Objectives
A - In the court opinion excerpt, which case does Melbie argue controls?
B - Rewrite the part of the court opinion excerpt that begins at the words "Id. at 862 (internal" and stops after "F.3d at 822).", substituting "controlling" for "dispositive".
C - Proceed with the court opinion excerpt, writing what comes next after its final words.

Id. We held that the sales on sequential days qualified as separate criminal
episodes.
Id. Gray did not involve a conspiracy offense as a prior conviction.
Later, in United States v. Johnston,
220 F.3d 857 (8th Cir. 2000), we applied
Gray to assess the separateness of a prior conspiracy conviction and a prior
possession-with-intent-to-distribute conviction.
Id. at 861–62. In Johnston, the
government asserted that the prior conspiracy conviction and the prior possession
conviction counted as separate qualifying prior convictions under 21 U.S.C. §§ 841(b)
and 851.
Id. at 860. It was undisputed that the conduct underlying the earlier
possession conviction in that case occurred as part of the conspiracy. We concluded
that "[t]he conduct which resulted in the [possession] conviction was an incident that
[was] part of a series. Although related to the entire course of events in the ongoing
conspiracy . . . the . . . possession charge formed a separate unit within the whole."
Id. at 862 (internal citations and quotation marks omitted). In Johnston, then, we did
not treat as dispositive the overlapping time frames of the ongoing conspiracy and
possession offenses. Rather, we focused upon the nature of the conduct for the
possession offense which was a "'punctuated occurrence with a limited duration.'"
Id.
(quoting Gray, 152 F.3d at 822).
Because our court later relied upon Johnston when interpreting § 924(e),
Van,
543 F.3d at 966, and because we find the facts of Johnston to be materially
indistinguishable from the present case, we hold that Johnston controls. As such, we
must adhere to its application of Gray to the present situation involving an underlying
conspiracy conviction that overlaps with a separate conviction for conduct that
occurred as a punctuated event within that conspiracy.
Melbie argues that a different case, United States v. Willoughby,
653 F.3d 738
(8th Cir. 2011), controls and leads to the opposite result. In Willoughby we reviewed
cases interpreting the language "committed on occasions different from one another"

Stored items
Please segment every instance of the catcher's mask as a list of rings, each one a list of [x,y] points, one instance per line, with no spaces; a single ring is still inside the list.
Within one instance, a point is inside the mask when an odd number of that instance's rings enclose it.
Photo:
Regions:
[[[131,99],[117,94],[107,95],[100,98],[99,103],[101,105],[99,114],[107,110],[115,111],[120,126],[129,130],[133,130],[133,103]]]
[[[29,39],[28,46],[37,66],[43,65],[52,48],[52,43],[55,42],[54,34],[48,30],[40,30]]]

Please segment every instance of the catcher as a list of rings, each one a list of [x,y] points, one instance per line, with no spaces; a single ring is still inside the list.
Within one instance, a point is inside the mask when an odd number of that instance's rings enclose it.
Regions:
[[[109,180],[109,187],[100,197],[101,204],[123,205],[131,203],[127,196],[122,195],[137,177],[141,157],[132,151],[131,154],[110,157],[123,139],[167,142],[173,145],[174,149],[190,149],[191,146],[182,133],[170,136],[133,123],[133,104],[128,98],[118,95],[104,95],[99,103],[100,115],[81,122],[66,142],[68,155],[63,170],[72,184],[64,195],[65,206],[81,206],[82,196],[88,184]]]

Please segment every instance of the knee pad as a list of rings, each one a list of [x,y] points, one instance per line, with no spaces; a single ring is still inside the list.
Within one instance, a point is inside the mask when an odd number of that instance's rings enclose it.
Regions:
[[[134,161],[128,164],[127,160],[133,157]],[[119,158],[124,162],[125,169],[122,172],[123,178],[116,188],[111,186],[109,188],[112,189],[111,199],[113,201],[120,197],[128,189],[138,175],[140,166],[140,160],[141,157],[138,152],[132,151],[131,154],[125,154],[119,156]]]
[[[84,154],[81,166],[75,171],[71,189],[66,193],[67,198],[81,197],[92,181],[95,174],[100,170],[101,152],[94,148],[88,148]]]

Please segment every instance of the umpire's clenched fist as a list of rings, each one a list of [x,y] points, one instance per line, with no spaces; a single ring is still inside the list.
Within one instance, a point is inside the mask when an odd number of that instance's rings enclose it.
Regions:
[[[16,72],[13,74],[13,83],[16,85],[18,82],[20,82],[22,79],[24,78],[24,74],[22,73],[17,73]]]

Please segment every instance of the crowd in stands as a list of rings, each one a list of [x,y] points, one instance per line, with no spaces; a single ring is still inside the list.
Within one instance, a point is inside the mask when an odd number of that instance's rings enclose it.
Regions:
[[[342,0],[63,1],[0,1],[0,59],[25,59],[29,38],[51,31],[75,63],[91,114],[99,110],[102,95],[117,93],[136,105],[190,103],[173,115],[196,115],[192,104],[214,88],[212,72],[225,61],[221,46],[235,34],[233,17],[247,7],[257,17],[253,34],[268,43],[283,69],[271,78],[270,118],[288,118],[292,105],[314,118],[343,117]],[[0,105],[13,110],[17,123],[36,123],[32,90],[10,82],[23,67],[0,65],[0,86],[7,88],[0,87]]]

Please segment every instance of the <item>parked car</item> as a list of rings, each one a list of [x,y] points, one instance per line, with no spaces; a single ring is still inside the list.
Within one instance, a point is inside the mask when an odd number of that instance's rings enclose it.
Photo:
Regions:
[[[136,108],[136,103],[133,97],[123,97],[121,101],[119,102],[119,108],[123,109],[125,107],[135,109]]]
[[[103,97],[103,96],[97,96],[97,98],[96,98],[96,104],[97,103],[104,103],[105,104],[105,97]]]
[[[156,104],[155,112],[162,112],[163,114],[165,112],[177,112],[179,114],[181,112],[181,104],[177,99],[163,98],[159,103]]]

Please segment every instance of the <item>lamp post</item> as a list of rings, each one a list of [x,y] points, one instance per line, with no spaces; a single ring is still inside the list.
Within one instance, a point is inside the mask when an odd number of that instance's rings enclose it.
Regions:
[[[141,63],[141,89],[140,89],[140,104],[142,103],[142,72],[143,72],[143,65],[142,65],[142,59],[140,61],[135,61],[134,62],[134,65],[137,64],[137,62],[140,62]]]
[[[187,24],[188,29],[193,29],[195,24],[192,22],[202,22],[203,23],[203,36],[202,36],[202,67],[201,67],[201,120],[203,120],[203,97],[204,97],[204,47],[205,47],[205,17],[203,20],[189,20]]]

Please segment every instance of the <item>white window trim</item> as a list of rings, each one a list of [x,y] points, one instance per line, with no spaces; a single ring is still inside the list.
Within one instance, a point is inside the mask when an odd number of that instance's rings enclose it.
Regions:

The answers
A - United States v. Willoughby.

B -
Id. at 862 (internal citations and quotation marks omitted). In Johnston, then, we did
not treat as controlling the overlapping time frames of the ongoing conspiracy and
possession offenses. Rather, we focused upon the nature of the conduct for the
possession offense which was a "'punctuated occurrence with a limited duration.'"
Id.
(quoting Gray, 152 F.3d at 822).

C -
and concluded that "[o]ur court has considered at least three factors . . . in deciding
-5-
whether offenses are sufficiently separate and distinct to serve as individual predicate
convictions for [the § 924(e)(1)] enhancement."
Id. at 742. We identified those
factors as: "(1) the time lapse between offenses, (2) the physical distance between
their occurrence, and (3) their lack of overall substantive continuity."
Id. at 743.
Melbie argues that because his earlier possession offense indisputably related to the
conspiracy and took place during the conspiracy, there was no "time lapse" between
the offenses and the offenses shared a good deal of "overall substantive continuity."
Id.
Willoughby, like Gray itself, did not involve an underlying conspiracy
conviction and a related conviction as the two allegedly qualifying predicate
convictions. In fact, the ongoing nature and often extended time frames involved with
conspiracy offenses make the Willoughby factor, "time lapse between offenses," a
somewhat awkward fit for analysis in the conspiracy context. Johnston demonstrates
that for application to a conspiracy and a related offense, the "punctuated" nature and
limited duration of the related offense rather than the absence of a "time lapse" defines
whether the offense is sufficiently distinct for the purpose of applying § 924(e)(1).
Further, we note that Johnston preceded Willoughby by ten years, and Willoughby's
synthesis of cases and identification of relevant factors does not displace the
authoritative nature of Johnston as applied in the context of an earlier conspiracy.
Melbie also argues that a factual distinction exists between the facts of his case
and the facts of Johnston. Specifically, in his own case, the possession offense was
his final act of involvement with the conspiracy. In Johnston, in contrast, the
conspiracy spanned time both before and after the "punctuated" possession offense of
"limited duration." We find this distinction immaterial. Melbie's participation in the
conspiracy spanned a period of over eleven months, and his possession offense was
a "punctuated" event of "limited duration" within that time. It was one event in a
series of events, and nothing about Johnston suggests that its holding only finds
application where the punctuated criminal act is something other than the conspirator's
-6-
final act. See
Gray, 152 F.3d at 822 (describing a separate occurrence as conduct that
is a separate event but that may be "part of a series" of actions). Simply put, Johnston
and Gray do not suggest that a different rule should apply based upon whether the
punctuated event is the first event, a middle event, or the last event in the series of
events.
III. Conclusion
We affirm the judgment of the district court.